_SET TASK_. Pull out every line of the material below that contains the string "ball". Upper and lower case must match.

━━━━━ GIVEN RECORDS

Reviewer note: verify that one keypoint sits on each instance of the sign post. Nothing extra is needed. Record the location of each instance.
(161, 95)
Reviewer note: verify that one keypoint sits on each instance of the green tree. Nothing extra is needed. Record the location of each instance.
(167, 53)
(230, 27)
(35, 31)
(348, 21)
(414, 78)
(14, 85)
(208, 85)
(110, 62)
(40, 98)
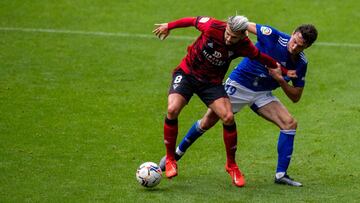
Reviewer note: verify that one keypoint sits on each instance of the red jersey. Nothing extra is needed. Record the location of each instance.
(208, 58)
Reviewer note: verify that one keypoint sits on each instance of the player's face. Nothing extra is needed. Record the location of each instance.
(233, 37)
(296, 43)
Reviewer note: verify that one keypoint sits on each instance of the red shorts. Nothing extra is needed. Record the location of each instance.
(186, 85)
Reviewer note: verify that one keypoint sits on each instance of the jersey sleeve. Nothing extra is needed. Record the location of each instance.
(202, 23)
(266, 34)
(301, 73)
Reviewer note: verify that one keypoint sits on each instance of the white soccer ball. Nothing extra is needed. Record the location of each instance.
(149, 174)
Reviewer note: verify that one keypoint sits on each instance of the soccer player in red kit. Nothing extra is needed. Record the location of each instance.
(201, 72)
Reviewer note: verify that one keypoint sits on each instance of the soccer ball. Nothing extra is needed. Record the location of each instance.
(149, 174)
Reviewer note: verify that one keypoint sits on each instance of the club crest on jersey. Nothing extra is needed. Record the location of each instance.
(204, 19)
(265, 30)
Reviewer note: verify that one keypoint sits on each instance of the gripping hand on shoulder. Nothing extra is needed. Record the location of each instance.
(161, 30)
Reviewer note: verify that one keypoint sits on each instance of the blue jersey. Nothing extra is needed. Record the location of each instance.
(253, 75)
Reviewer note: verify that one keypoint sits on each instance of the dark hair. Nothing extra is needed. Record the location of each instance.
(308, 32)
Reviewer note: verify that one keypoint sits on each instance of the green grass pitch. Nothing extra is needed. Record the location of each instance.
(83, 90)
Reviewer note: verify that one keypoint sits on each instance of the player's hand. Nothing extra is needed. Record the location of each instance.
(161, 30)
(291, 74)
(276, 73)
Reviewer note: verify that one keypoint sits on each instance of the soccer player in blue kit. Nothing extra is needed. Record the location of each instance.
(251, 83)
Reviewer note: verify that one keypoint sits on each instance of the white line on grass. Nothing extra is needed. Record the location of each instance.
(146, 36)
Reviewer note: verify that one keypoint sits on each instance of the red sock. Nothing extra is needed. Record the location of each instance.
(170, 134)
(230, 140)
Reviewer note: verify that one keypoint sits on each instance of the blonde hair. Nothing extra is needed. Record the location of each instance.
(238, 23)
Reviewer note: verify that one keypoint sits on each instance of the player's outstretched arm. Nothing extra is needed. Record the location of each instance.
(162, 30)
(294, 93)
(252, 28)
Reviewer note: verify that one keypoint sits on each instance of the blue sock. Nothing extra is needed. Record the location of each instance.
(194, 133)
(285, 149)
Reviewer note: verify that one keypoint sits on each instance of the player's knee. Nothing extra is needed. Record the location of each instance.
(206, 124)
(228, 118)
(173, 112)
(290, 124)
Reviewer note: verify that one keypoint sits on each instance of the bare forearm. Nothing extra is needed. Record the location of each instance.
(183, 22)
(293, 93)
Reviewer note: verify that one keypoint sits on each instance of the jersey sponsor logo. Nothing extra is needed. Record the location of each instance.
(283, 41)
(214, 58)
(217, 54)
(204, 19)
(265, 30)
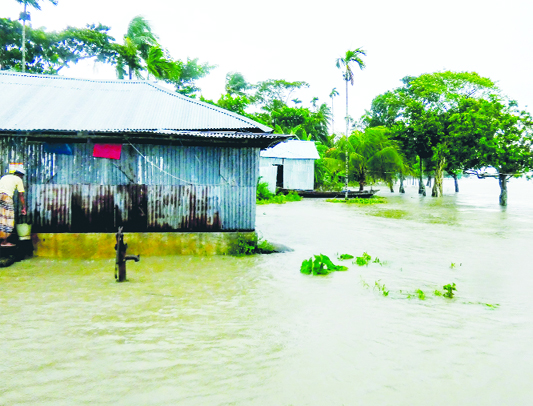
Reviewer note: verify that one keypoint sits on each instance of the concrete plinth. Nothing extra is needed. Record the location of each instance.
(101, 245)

━━━━━━━━━━
━━━━━ GIVEN RECORDS

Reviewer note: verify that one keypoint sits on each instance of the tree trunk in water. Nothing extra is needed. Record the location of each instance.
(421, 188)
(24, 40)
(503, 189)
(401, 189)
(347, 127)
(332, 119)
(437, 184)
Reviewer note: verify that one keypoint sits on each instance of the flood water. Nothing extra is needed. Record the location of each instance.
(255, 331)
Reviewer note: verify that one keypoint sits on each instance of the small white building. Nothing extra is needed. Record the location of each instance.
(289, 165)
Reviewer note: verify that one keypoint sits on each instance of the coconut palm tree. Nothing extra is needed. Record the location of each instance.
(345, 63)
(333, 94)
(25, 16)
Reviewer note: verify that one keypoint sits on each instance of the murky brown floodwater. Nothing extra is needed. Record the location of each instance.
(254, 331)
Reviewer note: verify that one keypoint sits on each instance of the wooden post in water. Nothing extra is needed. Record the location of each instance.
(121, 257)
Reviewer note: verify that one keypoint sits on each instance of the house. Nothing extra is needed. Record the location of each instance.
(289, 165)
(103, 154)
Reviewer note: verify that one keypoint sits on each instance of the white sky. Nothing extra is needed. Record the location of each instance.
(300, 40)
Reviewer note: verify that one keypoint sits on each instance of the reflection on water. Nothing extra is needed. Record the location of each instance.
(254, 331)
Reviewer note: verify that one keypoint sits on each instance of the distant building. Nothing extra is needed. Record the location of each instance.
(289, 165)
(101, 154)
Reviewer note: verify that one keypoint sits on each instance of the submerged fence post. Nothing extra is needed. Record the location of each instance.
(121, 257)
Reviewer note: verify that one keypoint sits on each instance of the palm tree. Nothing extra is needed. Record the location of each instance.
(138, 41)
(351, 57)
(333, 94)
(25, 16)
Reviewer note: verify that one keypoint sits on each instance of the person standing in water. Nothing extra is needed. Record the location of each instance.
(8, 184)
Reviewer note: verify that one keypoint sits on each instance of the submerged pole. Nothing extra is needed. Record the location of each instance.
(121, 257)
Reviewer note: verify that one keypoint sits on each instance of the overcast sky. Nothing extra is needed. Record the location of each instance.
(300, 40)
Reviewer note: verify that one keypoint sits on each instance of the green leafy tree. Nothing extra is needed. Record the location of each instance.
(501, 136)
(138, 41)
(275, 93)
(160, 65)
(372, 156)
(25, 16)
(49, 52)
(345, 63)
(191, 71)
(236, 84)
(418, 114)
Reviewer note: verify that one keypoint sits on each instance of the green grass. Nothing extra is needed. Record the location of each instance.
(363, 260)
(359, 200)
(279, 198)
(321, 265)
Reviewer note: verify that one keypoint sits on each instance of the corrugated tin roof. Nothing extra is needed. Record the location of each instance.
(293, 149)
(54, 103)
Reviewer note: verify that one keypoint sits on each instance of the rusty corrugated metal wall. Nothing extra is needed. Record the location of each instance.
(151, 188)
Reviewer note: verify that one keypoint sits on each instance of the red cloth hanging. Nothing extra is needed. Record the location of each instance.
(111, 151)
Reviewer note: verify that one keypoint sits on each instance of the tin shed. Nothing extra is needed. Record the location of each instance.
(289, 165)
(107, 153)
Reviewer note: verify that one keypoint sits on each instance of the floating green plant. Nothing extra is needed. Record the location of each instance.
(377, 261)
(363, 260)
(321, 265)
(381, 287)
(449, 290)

━━━━━━━━━━

_SOLUTION_.
Reviewer note: verify that one keypoint sits on each instance of the white soccer ball. Nothing extra is needed. Record the location of each instance.
Reviewer note: verify that one keypoint sits on each instance of the soccer ball. Nothing extra is needed. Record the location of each instance.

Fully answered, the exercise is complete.